Tuesday, March 24, 2009


By William Fisher

A leading legal rights group charged today that the Obama Justice Department is using immigration law to censor debate by selectively barring U.S. entry to foreign scholars.

The American Civil Liberties Union (ACLU) appeared in a federal appeals court in New York City today to argue that a Swiss professor and leading Muslim scholar was denied entry to the U.S. based on his political views.

The ACLU argued that the government’s exclusion of Professor Tariq Ramadan is illegal and was motivated not by anything he did but by his vocal criticism of U.S. foreign policy.

Jameel Jaffer of the ACLU, the lead lawyer in the case, told us, "It is disappointing to see the lawyers from the Obama Justice Department taking exactly the same positions as their predecessors during the Bush era. "

He added, "Our position is that the government should not be using immigration law to limit free speech within the U.S. By denying visas to prominent foreign scholars and writers simply because they were critical of United States foreign policy, the Bush administration used immigration laws to skew and stifle political debate inside the U.S.”

“The Bush administration was wrong to revive this Cold War practice, and the Obama administration should not defend it," he said.

The Department of Justice declined to comment on the case.

The position of the government during the George W. Bush presidency was that the courts have no jurisdiction over immigration matters. Obama lawyers reiterated that position in court today.
☆ ☆ ☆
Request 1:
Report how many lines of the records contain the string "parked", with case counting. Give only the number.
The article and the records are unrelated to each other.

(Source data)
☆ ☆ ☆
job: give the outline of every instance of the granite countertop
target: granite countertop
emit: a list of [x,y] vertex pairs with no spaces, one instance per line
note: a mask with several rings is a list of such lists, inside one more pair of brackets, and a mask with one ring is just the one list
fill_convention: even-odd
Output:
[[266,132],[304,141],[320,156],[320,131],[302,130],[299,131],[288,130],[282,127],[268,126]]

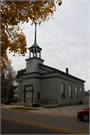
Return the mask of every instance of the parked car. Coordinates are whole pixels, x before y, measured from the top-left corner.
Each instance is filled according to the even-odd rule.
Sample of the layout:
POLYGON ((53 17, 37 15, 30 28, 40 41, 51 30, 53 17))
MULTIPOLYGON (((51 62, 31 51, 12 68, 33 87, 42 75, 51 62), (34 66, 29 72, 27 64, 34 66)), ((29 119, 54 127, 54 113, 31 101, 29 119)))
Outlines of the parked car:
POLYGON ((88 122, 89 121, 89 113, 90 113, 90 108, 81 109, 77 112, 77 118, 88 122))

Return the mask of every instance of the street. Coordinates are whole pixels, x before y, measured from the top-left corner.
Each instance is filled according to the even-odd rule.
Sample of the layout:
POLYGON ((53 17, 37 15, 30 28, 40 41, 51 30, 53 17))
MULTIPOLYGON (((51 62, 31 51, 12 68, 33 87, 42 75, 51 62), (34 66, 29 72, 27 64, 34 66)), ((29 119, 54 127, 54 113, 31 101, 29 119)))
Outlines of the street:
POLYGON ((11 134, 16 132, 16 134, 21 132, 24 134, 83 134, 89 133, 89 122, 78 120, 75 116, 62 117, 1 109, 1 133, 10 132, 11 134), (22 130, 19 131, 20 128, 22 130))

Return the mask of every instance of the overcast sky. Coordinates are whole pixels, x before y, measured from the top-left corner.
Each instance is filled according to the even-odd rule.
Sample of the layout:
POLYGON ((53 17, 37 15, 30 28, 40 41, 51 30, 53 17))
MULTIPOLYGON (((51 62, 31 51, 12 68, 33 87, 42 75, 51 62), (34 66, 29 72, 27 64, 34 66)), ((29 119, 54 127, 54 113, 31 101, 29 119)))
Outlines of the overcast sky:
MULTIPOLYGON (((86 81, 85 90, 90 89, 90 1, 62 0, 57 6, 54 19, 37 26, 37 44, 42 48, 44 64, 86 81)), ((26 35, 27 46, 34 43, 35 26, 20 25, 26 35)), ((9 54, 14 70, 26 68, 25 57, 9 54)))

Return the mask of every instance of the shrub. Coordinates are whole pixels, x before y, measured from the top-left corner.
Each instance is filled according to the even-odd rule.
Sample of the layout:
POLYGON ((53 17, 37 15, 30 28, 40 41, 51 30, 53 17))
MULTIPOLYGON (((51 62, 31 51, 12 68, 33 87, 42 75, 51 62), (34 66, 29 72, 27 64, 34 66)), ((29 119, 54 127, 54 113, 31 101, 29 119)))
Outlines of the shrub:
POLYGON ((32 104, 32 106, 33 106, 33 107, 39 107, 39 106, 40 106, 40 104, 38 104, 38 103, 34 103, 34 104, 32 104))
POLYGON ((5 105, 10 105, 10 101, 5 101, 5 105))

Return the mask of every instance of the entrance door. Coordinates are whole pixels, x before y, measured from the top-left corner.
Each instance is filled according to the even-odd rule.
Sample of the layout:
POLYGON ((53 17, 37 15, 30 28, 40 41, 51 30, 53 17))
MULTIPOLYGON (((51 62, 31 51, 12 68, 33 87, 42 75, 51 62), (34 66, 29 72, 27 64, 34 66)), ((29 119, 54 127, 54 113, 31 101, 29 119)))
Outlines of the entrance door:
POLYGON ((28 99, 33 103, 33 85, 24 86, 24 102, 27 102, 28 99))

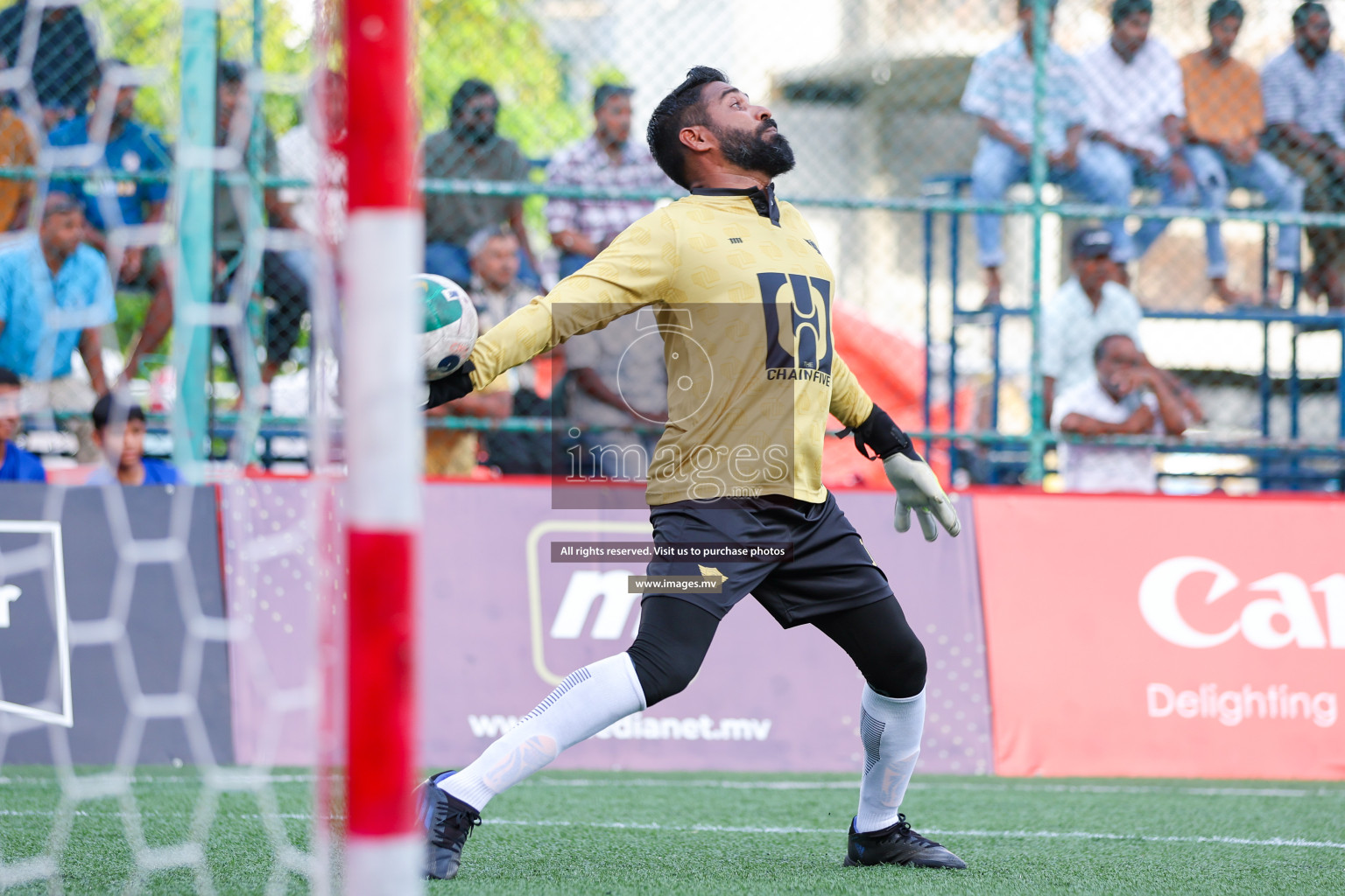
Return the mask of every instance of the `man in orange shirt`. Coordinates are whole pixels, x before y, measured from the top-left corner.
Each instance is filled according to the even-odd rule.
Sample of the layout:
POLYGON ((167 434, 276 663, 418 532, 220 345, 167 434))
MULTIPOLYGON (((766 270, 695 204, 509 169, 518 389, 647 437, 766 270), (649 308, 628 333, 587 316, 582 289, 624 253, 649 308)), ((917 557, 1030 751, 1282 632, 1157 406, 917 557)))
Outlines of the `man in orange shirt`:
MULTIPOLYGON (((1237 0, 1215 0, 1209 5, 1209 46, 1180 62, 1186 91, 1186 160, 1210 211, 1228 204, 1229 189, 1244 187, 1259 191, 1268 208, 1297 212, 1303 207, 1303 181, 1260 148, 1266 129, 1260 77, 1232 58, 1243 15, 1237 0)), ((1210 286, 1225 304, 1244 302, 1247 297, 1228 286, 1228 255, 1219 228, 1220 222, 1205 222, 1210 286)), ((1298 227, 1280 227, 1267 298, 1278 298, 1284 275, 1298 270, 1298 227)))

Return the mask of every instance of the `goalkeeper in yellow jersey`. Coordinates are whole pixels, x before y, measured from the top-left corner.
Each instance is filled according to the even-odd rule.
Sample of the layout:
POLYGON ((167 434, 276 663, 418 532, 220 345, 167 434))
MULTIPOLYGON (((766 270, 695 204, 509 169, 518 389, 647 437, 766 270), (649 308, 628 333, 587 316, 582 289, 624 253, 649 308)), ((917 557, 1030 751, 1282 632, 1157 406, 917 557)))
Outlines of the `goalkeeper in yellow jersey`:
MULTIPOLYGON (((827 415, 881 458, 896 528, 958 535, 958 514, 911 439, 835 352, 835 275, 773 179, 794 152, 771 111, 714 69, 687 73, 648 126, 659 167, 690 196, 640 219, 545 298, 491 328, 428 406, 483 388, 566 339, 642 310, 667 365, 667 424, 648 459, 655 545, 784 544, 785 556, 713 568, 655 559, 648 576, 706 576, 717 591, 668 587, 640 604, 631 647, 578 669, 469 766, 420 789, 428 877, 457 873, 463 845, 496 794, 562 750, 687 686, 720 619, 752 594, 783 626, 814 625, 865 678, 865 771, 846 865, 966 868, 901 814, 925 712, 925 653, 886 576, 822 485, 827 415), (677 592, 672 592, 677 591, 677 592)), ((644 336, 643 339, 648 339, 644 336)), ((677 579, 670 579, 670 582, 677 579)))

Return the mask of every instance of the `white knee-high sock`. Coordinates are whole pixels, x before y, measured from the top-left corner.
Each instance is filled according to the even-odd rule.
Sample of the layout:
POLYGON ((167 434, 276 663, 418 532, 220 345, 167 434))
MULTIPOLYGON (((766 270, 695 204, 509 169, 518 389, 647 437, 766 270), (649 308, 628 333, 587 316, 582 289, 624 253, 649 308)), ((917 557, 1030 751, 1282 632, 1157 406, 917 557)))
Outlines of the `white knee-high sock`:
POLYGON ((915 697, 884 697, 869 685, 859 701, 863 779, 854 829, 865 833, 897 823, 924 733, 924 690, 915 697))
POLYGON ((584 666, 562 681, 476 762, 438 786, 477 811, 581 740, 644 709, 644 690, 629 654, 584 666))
☆ ☆ ☆
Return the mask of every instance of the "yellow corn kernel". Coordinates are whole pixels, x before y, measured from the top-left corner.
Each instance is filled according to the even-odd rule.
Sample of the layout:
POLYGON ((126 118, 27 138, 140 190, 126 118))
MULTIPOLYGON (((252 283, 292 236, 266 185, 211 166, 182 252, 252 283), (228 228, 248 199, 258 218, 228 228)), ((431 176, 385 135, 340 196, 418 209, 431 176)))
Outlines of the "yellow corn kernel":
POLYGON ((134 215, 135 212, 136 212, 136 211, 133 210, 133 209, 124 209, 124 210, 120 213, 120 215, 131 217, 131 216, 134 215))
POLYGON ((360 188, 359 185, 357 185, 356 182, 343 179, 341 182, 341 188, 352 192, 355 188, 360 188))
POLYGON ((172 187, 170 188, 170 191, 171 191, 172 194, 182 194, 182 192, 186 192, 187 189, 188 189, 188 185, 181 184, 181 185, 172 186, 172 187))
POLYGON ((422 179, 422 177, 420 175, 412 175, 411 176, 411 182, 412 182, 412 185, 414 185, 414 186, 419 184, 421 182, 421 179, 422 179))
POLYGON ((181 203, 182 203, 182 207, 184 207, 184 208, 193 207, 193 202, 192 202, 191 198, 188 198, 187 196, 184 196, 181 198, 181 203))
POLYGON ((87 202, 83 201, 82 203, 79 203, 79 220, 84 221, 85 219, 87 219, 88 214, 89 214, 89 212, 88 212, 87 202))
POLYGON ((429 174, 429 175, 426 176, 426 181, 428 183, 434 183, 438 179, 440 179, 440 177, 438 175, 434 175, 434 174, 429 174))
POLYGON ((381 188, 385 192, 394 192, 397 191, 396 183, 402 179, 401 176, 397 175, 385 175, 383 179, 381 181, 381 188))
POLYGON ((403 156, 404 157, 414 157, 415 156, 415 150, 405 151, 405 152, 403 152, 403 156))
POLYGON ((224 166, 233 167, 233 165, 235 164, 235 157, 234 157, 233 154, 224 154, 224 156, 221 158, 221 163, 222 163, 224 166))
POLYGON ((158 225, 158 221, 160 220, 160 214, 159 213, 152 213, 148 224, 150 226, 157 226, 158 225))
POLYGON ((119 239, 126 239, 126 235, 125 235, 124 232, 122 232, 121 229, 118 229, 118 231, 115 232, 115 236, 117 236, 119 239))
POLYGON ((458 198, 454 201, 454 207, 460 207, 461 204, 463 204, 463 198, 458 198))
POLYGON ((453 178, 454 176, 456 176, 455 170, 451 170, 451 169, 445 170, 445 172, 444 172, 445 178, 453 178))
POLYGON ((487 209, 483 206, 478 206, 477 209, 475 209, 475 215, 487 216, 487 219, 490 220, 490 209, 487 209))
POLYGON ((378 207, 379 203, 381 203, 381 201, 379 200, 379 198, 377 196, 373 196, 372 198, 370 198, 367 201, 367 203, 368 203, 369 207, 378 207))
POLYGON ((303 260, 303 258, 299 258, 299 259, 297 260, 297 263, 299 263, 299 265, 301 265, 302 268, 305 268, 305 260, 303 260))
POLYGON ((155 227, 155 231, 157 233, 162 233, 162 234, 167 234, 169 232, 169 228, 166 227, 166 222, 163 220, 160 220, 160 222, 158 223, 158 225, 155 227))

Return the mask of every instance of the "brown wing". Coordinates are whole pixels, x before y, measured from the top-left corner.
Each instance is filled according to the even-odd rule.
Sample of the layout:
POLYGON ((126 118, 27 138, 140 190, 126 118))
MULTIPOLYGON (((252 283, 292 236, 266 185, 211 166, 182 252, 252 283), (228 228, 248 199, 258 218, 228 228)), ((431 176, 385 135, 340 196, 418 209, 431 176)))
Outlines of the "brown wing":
☆ ☆ ☆
Request 2:
Copy the passage of the article on Tariq Ramadan's exclusion from "By William Fisher" to "his political views." without any changes.

Full response 1:
2

Full response 2:
By William Fisher

A leading legal rights group charged today that the Obama Justice Department is using immigration law to censor debate by selectively barring U.S. entry to foreign scholars.

The American Civil Liberties Union (ACLU) appeared in a federal appeals court in New York City today to argue that a Swiss professor and leading Muslim scholar was denied entry to the U.S. based on his political views.